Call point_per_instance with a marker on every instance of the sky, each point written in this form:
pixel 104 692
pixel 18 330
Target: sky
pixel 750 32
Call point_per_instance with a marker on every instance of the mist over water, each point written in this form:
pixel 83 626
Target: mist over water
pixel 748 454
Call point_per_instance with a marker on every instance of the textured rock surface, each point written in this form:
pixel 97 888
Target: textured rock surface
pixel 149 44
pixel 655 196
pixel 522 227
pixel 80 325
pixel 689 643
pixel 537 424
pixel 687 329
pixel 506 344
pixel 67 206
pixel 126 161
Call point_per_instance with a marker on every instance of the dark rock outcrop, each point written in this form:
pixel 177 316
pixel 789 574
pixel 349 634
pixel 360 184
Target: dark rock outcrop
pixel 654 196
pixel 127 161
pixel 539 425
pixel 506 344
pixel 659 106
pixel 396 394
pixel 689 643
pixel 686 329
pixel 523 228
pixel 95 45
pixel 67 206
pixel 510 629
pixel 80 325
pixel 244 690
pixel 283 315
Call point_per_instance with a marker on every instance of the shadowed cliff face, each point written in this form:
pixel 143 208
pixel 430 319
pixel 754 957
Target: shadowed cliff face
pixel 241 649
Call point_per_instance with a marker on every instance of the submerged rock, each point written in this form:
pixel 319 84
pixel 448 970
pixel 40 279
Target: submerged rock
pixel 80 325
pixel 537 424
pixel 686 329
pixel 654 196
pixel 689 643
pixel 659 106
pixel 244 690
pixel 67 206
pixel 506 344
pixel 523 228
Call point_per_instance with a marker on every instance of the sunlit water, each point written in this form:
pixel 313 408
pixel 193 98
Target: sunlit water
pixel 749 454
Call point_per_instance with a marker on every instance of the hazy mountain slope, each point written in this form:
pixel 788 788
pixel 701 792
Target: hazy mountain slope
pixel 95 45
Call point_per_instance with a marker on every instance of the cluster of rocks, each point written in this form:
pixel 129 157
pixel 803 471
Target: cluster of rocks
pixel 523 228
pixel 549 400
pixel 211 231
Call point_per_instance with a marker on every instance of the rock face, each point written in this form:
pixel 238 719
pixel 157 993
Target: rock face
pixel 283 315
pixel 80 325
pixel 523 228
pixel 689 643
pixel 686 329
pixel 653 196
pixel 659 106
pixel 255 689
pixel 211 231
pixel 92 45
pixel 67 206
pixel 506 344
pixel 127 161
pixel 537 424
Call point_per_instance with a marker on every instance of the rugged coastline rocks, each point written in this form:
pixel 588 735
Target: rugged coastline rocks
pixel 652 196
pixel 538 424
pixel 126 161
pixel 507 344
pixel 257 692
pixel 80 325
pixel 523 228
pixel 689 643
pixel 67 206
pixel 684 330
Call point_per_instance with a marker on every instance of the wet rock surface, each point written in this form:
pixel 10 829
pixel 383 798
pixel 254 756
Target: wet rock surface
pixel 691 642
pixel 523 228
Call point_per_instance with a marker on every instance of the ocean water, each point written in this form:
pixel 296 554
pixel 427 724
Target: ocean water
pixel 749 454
----------
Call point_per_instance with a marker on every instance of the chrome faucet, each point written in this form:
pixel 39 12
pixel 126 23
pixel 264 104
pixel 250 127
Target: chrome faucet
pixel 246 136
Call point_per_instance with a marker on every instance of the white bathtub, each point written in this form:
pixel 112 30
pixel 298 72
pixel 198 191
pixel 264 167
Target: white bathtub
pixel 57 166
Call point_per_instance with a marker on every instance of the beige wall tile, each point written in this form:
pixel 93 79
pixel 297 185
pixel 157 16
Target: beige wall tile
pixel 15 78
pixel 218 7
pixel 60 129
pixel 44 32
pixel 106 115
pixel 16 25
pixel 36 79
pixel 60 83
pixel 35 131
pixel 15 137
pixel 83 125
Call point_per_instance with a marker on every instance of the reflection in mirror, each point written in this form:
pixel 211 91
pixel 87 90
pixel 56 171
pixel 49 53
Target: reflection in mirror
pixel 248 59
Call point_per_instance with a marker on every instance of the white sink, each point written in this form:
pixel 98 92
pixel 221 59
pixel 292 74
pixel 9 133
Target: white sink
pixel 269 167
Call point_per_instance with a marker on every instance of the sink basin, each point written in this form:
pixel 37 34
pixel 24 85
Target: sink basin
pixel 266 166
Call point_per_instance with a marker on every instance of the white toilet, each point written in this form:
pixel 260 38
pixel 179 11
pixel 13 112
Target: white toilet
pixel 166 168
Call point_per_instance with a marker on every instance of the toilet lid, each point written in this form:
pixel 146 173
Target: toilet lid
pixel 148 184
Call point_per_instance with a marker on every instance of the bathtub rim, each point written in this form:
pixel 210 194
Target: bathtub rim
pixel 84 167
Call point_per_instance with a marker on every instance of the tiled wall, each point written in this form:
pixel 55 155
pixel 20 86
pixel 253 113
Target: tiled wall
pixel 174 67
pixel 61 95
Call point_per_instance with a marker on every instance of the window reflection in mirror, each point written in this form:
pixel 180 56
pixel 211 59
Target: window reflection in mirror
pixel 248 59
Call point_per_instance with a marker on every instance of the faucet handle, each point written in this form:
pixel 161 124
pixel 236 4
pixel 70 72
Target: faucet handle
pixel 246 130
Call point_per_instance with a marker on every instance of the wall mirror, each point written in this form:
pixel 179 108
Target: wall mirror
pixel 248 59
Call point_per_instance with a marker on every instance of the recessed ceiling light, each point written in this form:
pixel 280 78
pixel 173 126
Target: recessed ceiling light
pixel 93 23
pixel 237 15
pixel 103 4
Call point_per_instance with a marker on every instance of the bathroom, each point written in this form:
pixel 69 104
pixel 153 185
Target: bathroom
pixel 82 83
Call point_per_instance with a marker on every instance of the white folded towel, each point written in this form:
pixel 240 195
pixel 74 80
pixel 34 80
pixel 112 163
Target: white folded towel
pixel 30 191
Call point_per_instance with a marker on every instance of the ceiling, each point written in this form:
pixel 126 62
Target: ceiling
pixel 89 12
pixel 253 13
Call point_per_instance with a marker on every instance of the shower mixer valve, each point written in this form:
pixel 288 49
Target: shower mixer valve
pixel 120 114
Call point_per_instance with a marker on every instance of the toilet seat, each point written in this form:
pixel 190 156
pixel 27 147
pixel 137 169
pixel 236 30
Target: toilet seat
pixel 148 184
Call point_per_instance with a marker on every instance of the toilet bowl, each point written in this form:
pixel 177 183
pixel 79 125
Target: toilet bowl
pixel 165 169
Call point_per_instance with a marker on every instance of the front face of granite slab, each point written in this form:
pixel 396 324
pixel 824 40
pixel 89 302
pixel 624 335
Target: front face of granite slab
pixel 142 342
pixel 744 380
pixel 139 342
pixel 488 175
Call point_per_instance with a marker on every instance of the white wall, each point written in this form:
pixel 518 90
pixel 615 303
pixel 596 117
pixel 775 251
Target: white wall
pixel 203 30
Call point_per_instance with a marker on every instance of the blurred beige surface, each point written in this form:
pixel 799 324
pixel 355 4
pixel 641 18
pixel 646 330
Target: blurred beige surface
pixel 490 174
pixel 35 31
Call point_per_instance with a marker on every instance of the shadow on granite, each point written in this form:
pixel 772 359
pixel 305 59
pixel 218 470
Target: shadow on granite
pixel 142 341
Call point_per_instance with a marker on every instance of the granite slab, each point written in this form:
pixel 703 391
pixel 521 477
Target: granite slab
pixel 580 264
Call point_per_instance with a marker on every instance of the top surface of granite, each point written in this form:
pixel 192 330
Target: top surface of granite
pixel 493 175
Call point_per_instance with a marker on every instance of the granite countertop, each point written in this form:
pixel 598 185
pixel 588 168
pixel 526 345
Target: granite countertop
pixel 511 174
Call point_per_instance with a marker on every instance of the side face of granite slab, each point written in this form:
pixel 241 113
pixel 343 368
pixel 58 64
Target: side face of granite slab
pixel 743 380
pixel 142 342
----------
__Short task__.
Pull out the lines between the line holding "of the wall" and the line holding "pixel 82 83", inclusive, and copy them word for word.

__Full solution__.
Call point_per_instance with a marker on every instance of the wall mirror, each point written in this form:
pixel 179 108
Target: wall mirror
pixel 248 59
Call point_per_instance with a marker on every instance of the recessed ceiling light, each point written in this form:
pixel 280 78
pixel 173 126
Target: recessed ceiling light
pixel 93 23
pixel 237 15
pixel 103 4
Call point_per_instance with a marker on every instance of the bathroom, each point written in this form:
pixel 69 104
pixel 153 185
Target: bathroom
pixel 82 83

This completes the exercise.